■ EXERCISE AIM
Reproduce word for word the lines of the records below, from the line containing "Question. Put a dot on every instance of the town" through the final line of the records.

■ RECORDS SHOWN
=======

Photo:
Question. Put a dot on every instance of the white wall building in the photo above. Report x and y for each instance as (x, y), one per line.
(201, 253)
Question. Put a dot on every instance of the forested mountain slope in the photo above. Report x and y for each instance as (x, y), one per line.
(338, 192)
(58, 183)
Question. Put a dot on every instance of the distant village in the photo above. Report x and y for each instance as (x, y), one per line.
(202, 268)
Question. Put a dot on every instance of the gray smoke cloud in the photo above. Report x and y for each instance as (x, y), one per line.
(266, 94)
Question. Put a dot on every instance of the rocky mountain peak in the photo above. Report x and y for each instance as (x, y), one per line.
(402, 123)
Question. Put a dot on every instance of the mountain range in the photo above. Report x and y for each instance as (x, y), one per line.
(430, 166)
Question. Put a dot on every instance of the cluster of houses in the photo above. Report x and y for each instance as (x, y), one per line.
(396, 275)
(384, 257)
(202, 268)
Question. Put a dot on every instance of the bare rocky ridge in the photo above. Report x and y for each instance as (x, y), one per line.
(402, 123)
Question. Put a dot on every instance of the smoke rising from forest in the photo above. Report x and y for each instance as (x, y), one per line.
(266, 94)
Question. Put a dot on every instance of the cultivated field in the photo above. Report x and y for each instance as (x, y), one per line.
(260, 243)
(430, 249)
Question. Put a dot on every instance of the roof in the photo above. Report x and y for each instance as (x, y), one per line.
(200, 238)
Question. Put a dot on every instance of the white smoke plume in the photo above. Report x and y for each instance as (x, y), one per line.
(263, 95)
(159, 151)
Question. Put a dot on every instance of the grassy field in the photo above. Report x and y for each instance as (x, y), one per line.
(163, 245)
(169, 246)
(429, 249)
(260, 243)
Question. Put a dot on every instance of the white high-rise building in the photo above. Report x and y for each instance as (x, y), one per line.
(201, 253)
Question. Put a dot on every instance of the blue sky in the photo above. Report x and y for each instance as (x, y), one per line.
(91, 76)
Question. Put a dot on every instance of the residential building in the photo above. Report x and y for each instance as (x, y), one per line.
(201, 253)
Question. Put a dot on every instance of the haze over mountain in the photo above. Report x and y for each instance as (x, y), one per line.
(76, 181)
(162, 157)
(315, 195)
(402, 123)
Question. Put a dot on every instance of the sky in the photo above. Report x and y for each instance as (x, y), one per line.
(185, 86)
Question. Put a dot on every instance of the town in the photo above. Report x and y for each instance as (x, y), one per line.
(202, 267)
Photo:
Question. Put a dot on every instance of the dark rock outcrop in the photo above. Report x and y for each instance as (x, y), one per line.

=======

■ TASK SOLUTION
Question. Put a dot on every instance of the town in the photo above. Report x and y for each instance as (x, y), one per line.
(202, 267)
Photo:
Question. Put a dot on every instance of the dark rock outcrop in the photo above. Report x and y for each instance as (x, y), one per line.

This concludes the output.